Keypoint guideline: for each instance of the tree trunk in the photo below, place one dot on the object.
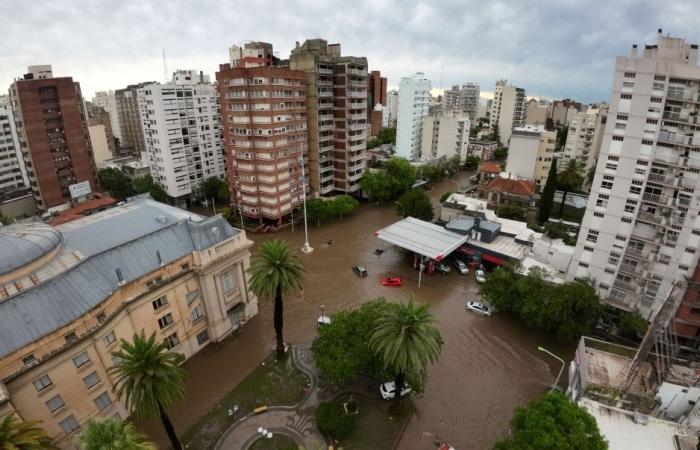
(279, 322)
(169, 429)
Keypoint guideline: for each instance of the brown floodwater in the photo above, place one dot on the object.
(488, 366)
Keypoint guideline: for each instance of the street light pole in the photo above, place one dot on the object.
(542, 349)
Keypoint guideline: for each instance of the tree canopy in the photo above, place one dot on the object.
(553, 422)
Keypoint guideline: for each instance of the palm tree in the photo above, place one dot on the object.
(406, 339)
(569, 179)
(113, 434)
(149, 379)
(275, 270)
(16, 434)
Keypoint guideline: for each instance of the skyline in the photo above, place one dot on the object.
(548, 50)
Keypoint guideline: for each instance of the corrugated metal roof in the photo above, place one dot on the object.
(126, 245)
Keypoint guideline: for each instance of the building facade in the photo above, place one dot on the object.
(413, 105)
(182, 131)
(53, 136)
(507, 110)
(640, 232)
(177, 275)
(263, 109)
(336, 105)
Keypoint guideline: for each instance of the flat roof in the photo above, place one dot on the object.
(422, 237)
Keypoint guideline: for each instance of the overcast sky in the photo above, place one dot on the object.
(552, 48)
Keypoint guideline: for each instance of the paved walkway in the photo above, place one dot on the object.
(296, 422)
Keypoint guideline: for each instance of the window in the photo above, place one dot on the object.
(55, 403)
(91, 380)
(42, 383)
(202, 337)
(197, 313)
(159, 302)
(109, 338)
(69, 424)
(228, 283)
(165, 321)
(103, 401)
(171, 341)
(81, 359)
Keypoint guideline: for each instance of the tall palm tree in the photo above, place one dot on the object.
(113, 434)
(149, 379)
(275, 270)
(406, 339)
(569, 179)
(16, 434)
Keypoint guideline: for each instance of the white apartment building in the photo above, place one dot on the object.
(445, 134)
(182, 131)
(507, 109)
(13, 174)
(107, 101)
(530, 153)
(464, 99)
(641, 230)
(413, 105)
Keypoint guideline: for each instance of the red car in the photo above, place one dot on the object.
(391, 281)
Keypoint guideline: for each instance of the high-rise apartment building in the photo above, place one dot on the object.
(464, 99)
(263, 111)
(445, 135)
(507, 109)
(640, 233)
(130, 127)
(13, 175)
(182, 132)
(413, 105)
(53, 136)
(336, 93)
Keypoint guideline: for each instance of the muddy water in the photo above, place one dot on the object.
(487, 366)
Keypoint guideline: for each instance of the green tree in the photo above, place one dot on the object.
(406, 340)
(569, 179)
(112, 434)
(275, 270)
(18, 434)
(415, 203)
(553, 422)
(116, 183)
(511, 211)
(149, 379)
(547, 196)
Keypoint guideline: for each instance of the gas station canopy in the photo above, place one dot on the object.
(424, 238)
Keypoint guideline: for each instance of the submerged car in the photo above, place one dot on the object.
(479, 308)
(388, 390)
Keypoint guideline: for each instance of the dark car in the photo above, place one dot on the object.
(360, 270)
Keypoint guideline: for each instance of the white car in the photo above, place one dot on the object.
(387, 390)
(479, 308)
(480, 276)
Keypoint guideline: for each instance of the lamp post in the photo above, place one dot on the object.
(542, 349)
(306, 248)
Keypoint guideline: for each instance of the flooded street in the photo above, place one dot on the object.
(488, 366)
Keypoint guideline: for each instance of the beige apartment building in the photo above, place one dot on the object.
(336, 93)
(68, 294)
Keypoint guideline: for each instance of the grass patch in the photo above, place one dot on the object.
(272, 383)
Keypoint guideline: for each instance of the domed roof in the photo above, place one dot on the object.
(21, 244)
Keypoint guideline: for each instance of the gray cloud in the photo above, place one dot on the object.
(553, 48)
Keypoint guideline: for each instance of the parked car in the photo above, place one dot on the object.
(480, 276)
(442, 268)
(479, 308)
(360, 271)
(391, 281)
(461, 267)
(387, 390)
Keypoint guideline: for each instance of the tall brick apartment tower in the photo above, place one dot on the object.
(263, 115)
(53, 135)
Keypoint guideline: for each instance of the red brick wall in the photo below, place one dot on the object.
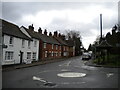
(49, 49)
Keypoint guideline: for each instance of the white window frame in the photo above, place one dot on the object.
(44, 45)
(11, 41)
(46, 53)
(9, 55)
(52, 53)
(60, 47)
(52, 46)
(29, 44)
(59, 53)
(23, 43)
(64, 48)
(56, 47)
(35, 43)
(34, 55)
(29, 55)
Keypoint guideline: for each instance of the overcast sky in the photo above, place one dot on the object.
(62, 16)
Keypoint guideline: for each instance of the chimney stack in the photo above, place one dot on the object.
(40, 30)
(63, 37)
(59, 35)
(101, 25)
(45, 32)
(50, 34)
(55, 33)
(31, 27)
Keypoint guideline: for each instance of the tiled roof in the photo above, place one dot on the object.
(44, 38)
(33, 34)
(70, 42)
(60, 40)
(48, 39)
(12, 30)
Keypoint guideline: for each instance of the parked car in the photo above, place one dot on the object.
(86, 56)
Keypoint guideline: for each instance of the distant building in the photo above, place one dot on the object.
(64, 46)
(119, 13)
(18, 44)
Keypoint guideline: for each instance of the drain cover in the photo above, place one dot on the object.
(49, 84)
(71, 74)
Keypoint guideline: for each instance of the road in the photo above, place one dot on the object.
(71, 73)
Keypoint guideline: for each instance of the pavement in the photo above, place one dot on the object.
(18, 66)
(90, 63)
(63, 73)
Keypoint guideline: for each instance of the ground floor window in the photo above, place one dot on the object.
(34, 55)
(60, 54)
(52, 53)
(28, 55)
(9, 55)
(45, 53)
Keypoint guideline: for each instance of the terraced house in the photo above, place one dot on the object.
(20, 48)
(50, 48)
(25, 45)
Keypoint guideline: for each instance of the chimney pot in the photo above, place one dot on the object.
(45, 32)
(50, 34)
(31, 27)
(40, 30)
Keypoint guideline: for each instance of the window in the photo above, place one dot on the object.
(45, 53)
(56, 53)
(8, 55)
(28, 55)
(49, 53)
(34, 55)
(52, 53)
(28, 44)
(44, 45)
(56, 47)
(35, 43)
(64, 48)
(11, 40)
(60, 54)
(60, 47)
(23, 43)
(52, 46)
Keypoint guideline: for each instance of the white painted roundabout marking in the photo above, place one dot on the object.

--------------------

▶ _WHAT THE TASK REQUIRES_: Without the pictures, write out every entry precisely as it appears.

▶ _IN RESPONSE_:
Keypoint guideline: for each instance of the tree trunk in the photo below, place one dot on the object.
(279, 322)
(169, 429)
Keypoint guideline: for each instance of the brown floodwater in the photo above, place one dot on the object.
(488, 366)
Keypoint guideline: for each instance of the street light pole in the photo above, place one dot on the object.
(542, 349)
Keypoint guideline: for each instance of the tree canopy in the photo above, place one dot on the object.
(553, 422)
Keypoint guideline: for each instance of the palm tree in the photo above, place one dot on the object.
(406, 339)
(569, 179)
(113, 434)
(149, 379)
(275, 270)
(16, 434)
Keypoint guideline: for each instance of the skyline in the photo above, place one dot on the object.
(548, 50)
Keypoint guideline: for each instance of the corrugated metal roof in the photo above, place one dot on the object.
(126, 245)
Keypoint guideline: for each instance of the building facade in the photo above, place one dot on the object.
(413, 105)
(182, 131)
(53, 136)
(507, 110)
(640, 232)
(177, 275)
(263, 109)
(336, 105)
Keypoint guideline: for each instance of the flat roof in the photo above, place one dot on the object.
(422, 237)
Keypoint guideline: for each instance of the overcast sky in the photo above, place one dot on the object.
(552, 48)
Keypoint guideline: for each instance of the paved walkway in the photo above, place one dot on the object.
(296, 422)
Keypoint guideline: for each instance of the window in the photo above, place one dot on the object.
(55, 403)
(91, 380)
(42, 383)
(202, 337)
(197, 313)
(159, 302)
(109, 338)
(69, 424)
(228, 283)
(165, 321)
(103, 401)
(171, 341)
(81, 359)
Keypoint guideline: for each instance of the tall palm tree in the photo above, place one dot on the object.
(113, 434)
(149, 379)
(275, 270)
(406, 339)
(569, 179)
(16, 434)
Keypoint guideline: for each instance of the white apartment building in the photo above, place one dot on the object.
(445, 134)
(182, 131)
(507, 109)
(13, 174)
(107, 101)
(530, 153)
(464, 99)
(641, 230)
(413, 105)
Keypoint guideline: for each instance of the red car in the photo above, place one dot on the object.
(391, 281)
Keypoint guideline: for each instance of the high-rise apartment building in the photo above, place one dot on the object.
(464, 99)
(263, 111)
(445, 135)
(507, 109)
(640, 233)
(130, 127)
(13, 175)
(182, 132)
(413, 105)
(53, 136)
(336, 93)
Keypoint guideline: for each instance of the muddy water in the photo above, place one dot on the object.
(487, 366)
Keypoint guideline: for each instance of the green tree in the photo above, place one dot on the object.
(406, 340)
(569, 179)
(112, 434)
(275, 270)
(18, 434)
(415, 203)
(553, 422)
(116, 183)
(511, 211)
(149, 379)
(547, 196)
Keypoint guideline: for each instance of the gas station canopy in the photo above, place one dot on the object.
(424, 238)
Keypoint guideline: for each instance of the submerged car in the photo above, place one dot on the object.
(479, 308)
(388, 390)
Keypoint guideline: for each instance of the dark car in the photo above, place one dot on the object.
(360, 270)
Keypoint guideline: for each instance of the white car in the photo above, place one dot on the object.
(387, 390)
(479, 308)
(480, 276)
Keypoint guideline: for each instance of the lamp post in the photo above, place one dot on the object.
(542, 349)
(306, 248)
Keypoint guideline: for each instance of the flooded street in the photo above, place one dot on the object.
(488, 366)
Keypoint guideline: for each instance of the beige apartment building in the photo above, place one dot on the object.
(336, 93)
(68, 294)
Keypoint guideline: for each instance of the grass patch in the photo above, place one dot on the object.
(272, 383)
Keypoint guideline: for each instance of the domed roof in the photo above, place one dot on the object.
(21, 244)
Keypoint guideline: for each instance of the gray cloud in the photo above, place one dot on the object.
(553, 48)
Keypoint guideline: for each instance of the parked car in the photo above, place one dot on the object.
(480, 276)
(442, 268)
(479, 308)
(360, 271)
(391, 281)
(461, 267)
(387, 390)
Keypoint guideline: for each instance of the tall brick apartment tower in the photo above, place one dot on the object.
(263, 115)
(53, 135)
Keypoint guideline: for each instance of the red brick wall in the photo below, place one dot on the object.
(49, 49)
Keypoint guideline: for each instance of the white window frame in the photo above, place one dot on the object.
(44, 45)
(11, 41)
(46, 53)
(9, 55)
(52, 53)
(60, 47)
(52, 46)
(29, 44)
(59, 53)
(23, 43)
(64, 48)
(56, 47)
(35, 43)
(34, 55)
(29, 55)
Keypoint guideline: for each instance of the overcast sky in the photo above, place one dot on the object.
(62, 16)
Keypoint guideline: for each instance of the chimney stack in the photo above, place one dot on the object.
(40, 30)
(63, 37)
(59, 35)
(101, 25)
(45, 32)
(50, 34)
(55, 33)
(31, 27)
Keypoint guideline: for each instance of the tiled roof in the photo above, place one dot on the object.
(44, 38)
(33, 34)
(70, 42)
(60, 40)
(48, 39)
(12, 30)
Keypoint guideline: for each instance of the parked car in the photo above, place one dot on the object.
(86, 56)
Keypoint guideline: for each instance of the distant building in the photo above, place one dot on the object.
(64, 46)
(119, 13)
(18, 44)
Keypoint guideline: for each instance of the drain cover in the photo above, place one dot on the object.
(49, 84)
(71, 74)
Keypoint guideline: for each instance of the road in the photo above, place one dot on the object.
(71, 73)
Keypoint guideline: for each instance of the pavement in the photo above, place one dot on the object.
(18, 66)
(90, 63)
(63, 73)
Keypoint guideline: for each instance of the ground floor window in the photo above, place one dot on the object.
(34, 55)
(60, 54)
(52, 53)
(28, 55)
(9, 55)
(45, 53)
Keypoint guideline: for each instance of the terraced house in the photo above, place one dot on the object.
(20, 48)
(50, 48)
(25, 45)
Keypoint guideline: for each instance of the chimney pot in the photo above, place one dot on the object.
(45, 32)
(50, 34)
(31, 27)
(40, 30)
Keypoint guideline: for each instance of the window in the photo above, place one dot on the object.
(45, 53)
(56, 53)
(8, 55)
(28, 55)
(49, 53)
(34, 55)
(52, 53)
(28, 44)
(44, 45)
(56, 47)
(35, 43)
(64, 48)
(11, 40)
(60, 54)
(60, 47)
(23, 43)
(52, 46)
Keypoint guideline: for each instance of the white painted roundabout marking in the photo above, place one dot on the object.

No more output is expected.